Work item:
Your answer should be the lines of the material that include the word "instance".
[[ Given data open ]]
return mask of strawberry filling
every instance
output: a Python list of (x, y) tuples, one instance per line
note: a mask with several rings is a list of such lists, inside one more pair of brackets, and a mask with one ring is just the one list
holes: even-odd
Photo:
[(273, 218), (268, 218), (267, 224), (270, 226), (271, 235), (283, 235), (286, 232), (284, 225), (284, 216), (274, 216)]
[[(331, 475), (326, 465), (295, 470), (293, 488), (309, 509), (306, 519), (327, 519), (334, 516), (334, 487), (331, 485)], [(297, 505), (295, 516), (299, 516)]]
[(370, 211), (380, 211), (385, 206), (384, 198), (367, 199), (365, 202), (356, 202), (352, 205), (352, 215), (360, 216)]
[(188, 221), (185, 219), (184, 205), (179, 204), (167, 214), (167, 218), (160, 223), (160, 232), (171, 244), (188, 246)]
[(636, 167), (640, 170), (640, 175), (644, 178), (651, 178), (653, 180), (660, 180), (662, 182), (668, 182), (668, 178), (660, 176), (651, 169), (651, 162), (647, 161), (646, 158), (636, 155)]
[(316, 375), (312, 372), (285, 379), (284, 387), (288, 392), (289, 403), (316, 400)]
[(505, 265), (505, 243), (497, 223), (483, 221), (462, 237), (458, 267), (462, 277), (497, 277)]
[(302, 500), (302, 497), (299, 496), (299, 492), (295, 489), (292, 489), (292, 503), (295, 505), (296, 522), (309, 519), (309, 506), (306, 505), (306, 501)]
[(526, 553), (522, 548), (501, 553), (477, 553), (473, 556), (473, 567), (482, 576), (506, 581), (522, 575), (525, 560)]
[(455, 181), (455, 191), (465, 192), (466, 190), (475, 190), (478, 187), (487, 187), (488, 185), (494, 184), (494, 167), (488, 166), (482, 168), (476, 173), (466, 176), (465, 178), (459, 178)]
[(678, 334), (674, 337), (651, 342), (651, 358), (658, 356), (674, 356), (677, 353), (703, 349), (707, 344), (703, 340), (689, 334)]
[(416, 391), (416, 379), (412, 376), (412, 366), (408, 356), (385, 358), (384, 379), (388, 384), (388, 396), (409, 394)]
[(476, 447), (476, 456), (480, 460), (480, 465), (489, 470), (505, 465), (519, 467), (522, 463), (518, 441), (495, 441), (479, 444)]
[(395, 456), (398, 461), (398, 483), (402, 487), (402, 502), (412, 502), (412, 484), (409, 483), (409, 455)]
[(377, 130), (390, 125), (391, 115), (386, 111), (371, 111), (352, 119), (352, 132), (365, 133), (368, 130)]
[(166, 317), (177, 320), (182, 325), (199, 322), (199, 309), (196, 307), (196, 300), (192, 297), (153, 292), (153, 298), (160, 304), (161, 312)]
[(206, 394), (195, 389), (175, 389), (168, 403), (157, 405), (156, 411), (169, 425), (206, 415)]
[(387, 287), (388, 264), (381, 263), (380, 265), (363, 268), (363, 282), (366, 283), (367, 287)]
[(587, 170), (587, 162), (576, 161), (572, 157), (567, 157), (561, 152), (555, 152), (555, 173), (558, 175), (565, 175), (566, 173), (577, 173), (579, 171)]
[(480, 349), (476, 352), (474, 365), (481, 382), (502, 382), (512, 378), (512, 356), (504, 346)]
[[ Given data closed ]]
Final answer:
every instance
output: a Python list of (x, y) tuples, one instance per line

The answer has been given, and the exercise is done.